### Selected passage
Black Sabbath farewell tour review – snarling rock and few words at The End

Categories: The Guardian

Ozzy Osbourne’s legendary band offers classics, rarities and even new material in Chicago as they wind down their 47-year career – or so they say

Mark Guarino in Chicago
Saturday 23 January 2016 12.41 EST

A farewell tour by a veteran rock band is kind of like a hypochondriac relative who insists that this is the year that the end will come. But then the next year arrives and they’re still there, the same as always.

So when Black Sabbath, the pioneering British metal band, named their current world tour “The End”, it felt definite, but then again, who’s to say, really? The End is actually more like a long goodbye, stretching throughout this year in North America, Europe, Russia and reportedly some more dates in 2017.

The beginning of The End happened Friday in Chicago at the United Center, where the band played a two-hour set of snarling hard rock songs, played according to the rules of strict minimalism but always with brawny execution. With founding drummer Bill Ward sidelined due to a contractual dispute, his former bandmates represented their 47-year history through a setlist that combined signature songs from their first four albums with a few rarities and even something new.

For this farewell, there were no tearjerker moments, no screening of an overhead highlight reel, and certainly no reminiscing from the stage. Instead, singer Ozzy Osbourne, bassist Geezer Butler, and guitarist Tony Iommi appeared on a stage of fog dressed in black as veteran princes of darkness. They’ve been playing those roles since the beginning, in doom-laden rock songs about social injustices, war profiteers, the despondency caused by drugs, and real world demons that are just as relevant today as they were in the psychedelic 1960s.

While the band are typically credited as a pioneer of heavy metal, the show made clear that their music surpasses such a pithy definition. In an early song like 1970’s Hand of Doom, you can hear how influential the band were in dynamics, tone and structure. You can hear what bands like Nirvana embraced decades later, mixed with the prog-rock twists and turns that defined Sabbath’s own era.

Even at this late stage in the game, Black Sabbath remains a genre of its own, combining space jazz and prog-rock, gothic imagery and riff-heavy thunder. A relatively new song, God is Dead?, confirms they haven’t softened: the sludgy ballad ponders issues of faith through razor-sharp tempo shifts and a primal backbeat.

### Instructions
1. Update the Black Sabbath concert review by reproducing it from "Black Sabbath farewell" up to and including "dates in 2017.", with "world tour" replaced by "global tour".
2. Using the Black Sabbath concert review, answer the following:
(a) In which venue did the first concert of The End take place?
(b) Why was drummer Bill Ward not playing with the band?
(c) In what year was the song Hand of Doom released?
3. Continue the Black Sabbath concert review from the point at which it stops.

### Information shown
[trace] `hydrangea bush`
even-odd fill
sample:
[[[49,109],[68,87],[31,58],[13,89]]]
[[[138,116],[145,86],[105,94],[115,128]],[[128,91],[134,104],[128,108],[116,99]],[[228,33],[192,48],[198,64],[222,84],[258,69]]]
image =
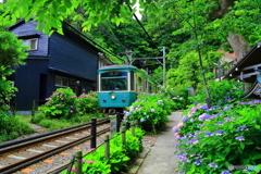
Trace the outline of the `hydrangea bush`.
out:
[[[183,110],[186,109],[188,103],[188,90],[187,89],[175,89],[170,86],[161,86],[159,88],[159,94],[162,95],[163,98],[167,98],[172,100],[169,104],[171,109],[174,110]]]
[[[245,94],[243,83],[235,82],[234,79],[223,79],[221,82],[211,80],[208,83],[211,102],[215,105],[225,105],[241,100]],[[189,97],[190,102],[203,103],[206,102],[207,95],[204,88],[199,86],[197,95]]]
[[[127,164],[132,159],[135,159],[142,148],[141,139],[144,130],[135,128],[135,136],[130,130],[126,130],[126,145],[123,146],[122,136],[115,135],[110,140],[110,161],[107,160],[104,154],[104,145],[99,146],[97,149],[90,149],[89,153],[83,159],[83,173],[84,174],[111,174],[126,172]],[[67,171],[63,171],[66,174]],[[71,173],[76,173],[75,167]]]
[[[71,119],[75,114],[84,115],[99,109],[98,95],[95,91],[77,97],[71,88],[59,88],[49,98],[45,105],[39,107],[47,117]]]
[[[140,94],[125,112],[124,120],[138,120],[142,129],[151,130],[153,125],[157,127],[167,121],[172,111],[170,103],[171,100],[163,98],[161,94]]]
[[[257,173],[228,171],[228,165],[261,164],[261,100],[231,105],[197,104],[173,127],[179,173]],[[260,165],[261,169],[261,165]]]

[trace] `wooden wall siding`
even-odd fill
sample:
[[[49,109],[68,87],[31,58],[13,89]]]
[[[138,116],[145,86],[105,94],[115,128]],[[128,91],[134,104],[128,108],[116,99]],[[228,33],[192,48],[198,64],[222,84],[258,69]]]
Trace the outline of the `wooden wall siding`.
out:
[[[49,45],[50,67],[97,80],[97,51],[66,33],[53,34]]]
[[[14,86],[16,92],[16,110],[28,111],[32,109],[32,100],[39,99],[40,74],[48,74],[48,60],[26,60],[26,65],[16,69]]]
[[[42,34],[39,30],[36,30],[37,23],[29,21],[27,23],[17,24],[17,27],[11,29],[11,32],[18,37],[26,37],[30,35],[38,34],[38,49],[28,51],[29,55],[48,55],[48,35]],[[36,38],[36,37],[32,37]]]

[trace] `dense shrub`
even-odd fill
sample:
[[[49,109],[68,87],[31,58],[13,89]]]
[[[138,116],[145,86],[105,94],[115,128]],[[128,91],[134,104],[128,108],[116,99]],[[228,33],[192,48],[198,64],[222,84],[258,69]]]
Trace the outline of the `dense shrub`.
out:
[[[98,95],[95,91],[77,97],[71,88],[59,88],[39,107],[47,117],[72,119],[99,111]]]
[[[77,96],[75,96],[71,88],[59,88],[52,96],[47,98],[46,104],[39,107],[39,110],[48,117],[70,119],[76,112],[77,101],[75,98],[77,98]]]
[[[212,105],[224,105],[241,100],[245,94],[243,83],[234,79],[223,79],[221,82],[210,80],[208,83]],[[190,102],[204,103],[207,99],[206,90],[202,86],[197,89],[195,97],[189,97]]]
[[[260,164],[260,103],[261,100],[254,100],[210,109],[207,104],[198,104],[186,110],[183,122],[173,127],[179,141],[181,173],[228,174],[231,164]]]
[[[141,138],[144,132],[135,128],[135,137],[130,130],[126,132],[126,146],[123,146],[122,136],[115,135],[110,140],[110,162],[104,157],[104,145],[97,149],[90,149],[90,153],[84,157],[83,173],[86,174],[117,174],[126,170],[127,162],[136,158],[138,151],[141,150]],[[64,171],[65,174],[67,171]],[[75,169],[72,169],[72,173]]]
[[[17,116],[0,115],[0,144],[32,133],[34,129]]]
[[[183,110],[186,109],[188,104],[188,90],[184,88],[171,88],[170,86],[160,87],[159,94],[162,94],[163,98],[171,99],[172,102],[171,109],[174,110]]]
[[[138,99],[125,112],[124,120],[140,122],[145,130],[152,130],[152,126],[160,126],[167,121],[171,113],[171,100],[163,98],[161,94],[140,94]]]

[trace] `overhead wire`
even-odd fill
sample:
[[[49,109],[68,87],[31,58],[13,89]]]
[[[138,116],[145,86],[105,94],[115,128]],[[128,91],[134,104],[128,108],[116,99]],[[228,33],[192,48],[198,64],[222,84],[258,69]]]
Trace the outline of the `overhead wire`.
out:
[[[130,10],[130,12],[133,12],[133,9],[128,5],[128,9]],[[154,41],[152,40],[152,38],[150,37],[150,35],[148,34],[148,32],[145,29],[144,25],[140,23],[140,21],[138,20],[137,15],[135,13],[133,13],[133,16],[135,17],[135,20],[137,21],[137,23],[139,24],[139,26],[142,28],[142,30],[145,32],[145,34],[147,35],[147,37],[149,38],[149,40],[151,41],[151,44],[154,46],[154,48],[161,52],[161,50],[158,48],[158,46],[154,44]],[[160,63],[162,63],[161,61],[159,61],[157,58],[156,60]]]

### Answers below
1.
Black Sabbath farewell tour review – snarling rock and few words at The End

Categories: The Guardian

Ozzy Osbourne’s legendary band offers classics, rarities and even new material in Chicago as they wind down their 47-year career – or so they say

Mark Guarino in Chicago
Saturday 23 January 2016 12.41 EST

A farewell tour by a veteran rock band is kind of like a hypochondriac relative who insists that this is the year that the end will come. But then the next year arrives and they’re still there, the same as always.

So when Black Sabbath, the pioneering British metal band, named their current global tour “The End”, it felt definite, but then again, who’s to say, really? The End is actually more like a long goodbye, stretching throughout this year in North America, Europe, Russia and reportedly some more dates in 2017.

2.
(a) The United Center in Chicago.
(b) He was sidelined due to a contractual dispute.
(c) 1970.

3.
Some songs were not for casual fans. One from the band’s landmark fourth album, Under the Sun/Every Day Comes and Goes, is expansive in its structure but sonically dense. From that same album, Snowblind replicates the hedonistic days of its era through galloping tempos and an unrelenting surge of notes fired from Iommi’s guitar.

Throughout the decades the bandmates have played together, they have had no visible exchanges on stage: each musician remained relatively solitary in his own section. Where they were inseparable was in the music. Iommi and Butler locked together, heads down, created the sound that defined this band; Iommi ran through a dictionary of riffs and Butler responded with a bass line underneath.

The distortion of Butler’s bass introduced NIB, which Iommi then joined for a funky blues duel; later, for Dirty Women, Iommi escalated tension through a three-note pattern that Butler answered. In their hands, a classic such as War Pigs did not lighten its tone of apocalyptic terror. Iommi’s flawless technique was especially inspiring; he announced a cancer diagnosis in 2012 and this tour is partially considered a final testimony to his legacy. Not knowing about his condition wouldn’t have diminished the experience of watching him perform: nothing suggested he had lost any skill or held anything back.

Then there was Ozzy. His tenure as a reality television dad has long distorted his mythic stature onstage. Here he was a centerpiece clown, occasionally hitting flat notes but giving all his remaining energy to the audience.

“Thank you all for your loyalty over the years,” he told his audience. Then, after the final song, he dropped to his knees and bowed down.